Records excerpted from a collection
# # # # # # #

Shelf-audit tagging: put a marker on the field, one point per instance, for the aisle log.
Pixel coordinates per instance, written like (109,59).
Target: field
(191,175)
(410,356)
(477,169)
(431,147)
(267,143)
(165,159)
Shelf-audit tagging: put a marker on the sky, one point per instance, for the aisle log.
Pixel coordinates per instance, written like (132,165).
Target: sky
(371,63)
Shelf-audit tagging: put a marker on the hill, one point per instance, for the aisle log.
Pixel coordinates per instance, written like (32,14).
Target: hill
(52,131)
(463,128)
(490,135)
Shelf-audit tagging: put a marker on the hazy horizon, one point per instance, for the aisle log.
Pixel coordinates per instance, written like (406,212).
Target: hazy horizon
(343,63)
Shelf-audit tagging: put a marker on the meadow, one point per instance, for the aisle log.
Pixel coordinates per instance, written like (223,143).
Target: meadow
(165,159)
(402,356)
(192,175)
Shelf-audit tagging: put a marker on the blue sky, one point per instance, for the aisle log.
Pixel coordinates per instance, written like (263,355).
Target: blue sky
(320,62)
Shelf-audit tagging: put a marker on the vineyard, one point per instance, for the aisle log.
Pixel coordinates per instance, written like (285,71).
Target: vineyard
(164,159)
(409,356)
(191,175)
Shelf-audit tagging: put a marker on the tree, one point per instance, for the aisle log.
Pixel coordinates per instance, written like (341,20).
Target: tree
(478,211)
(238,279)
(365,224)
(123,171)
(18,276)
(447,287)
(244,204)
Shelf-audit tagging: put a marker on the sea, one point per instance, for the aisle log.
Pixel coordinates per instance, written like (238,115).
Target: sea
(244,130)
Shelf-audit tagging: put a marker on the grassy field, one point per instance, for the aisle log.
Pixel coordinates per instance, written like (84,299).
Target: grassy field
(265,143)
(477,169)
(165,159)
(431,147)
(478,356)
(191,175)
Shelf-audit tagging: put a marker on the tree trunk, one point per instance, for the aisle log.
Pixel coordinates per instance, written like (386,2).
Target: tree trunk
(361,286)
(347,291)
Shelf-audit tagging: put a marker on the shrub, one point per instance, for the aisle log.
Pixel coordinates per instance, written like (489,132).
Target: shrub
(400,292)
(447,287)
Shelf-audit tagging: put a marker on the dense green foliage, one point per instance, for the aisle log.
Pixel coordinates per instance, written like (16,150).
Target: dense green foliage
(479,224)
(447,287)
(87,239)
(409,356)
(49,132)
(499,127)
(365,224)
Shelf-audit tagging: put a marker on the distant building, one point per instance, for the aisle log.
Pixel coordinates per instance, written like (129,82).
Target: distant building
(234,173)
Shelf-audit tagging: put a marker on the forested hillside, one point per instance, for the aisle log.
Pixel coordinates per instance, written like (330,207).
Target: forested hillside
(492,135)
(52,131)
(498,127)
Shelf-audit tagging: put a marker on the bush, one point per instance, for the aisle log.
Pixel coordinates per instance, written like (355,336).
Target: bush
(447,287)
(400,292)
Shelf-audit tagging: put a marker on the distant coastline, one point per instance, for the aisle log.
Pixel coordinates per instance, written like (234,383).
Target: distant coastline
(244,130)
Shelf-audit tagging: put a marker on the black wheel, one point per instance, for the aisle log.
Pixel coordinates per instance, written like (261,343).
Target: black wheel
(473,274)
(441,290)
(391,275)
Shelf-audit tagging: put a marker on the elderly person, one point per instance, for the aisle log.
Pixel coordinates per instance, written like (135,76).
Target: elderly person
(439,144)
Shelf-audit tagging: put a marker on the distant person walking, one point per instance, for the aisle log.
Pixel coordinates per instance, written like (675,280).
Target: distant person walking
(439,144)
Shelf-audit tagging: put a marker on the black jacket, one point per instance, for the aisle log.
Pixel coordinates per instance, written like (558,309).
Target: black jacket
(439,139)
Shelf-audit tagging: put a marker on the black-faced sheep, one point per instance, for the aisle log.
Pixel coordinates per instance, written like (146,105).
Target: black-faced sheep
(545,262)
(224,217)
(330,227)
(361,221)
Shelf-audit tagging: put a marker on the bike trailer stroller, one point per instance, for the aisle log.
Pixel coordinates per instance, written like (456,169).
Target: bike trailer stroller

# # # # # # #

• To be done
Take the line that contains "Shelf-audit tagging: put a marker on the black wheel, one" and every line after it through the end of the listing above, and repeat them exactly.

• Exercise result
Shelf-audit tagging: put a marker on the black wheel, one point per instance, for the aisle log.
Pixel coordinates per instance, written like (261,343).
Target: black wheel
(473,274)
(441,290)
(391,275)
Shelf-audit tagging: put a marker on the elderly person, one point per instance, for the aisle log.
Pixel coordinates per instance, written like (135,76).
Target: elderly person
(439,144)
Shelf-audit tagging: put a marker on the distant person walking, one point per instance, for the aisle log.
Pixel coordinates per instance, written like (675,280).
Target: distant person walking
(439,144)
Shelf-audit tagging: put a marker on the black jacket, one point per instance, for the aisle log.
Pixel coordinates per instance, written like (558,309).
Target: black jacket
(439,139)
Shelf-audit tagging: put a marker on the black-faced sheep, one point per instance, for the aisle log.
Pixel coordinates per instance, written like (146,105).
Target: black-faced sheep
(545,262)
(224,217)
(330,227)
(361,221)
Shelf-audit tagging: put a marker on the bike trailer stroller, one point per instance, for the aisle log.
Pixel coordinates per instance, written like (456,169).
Target: bike trailer stroller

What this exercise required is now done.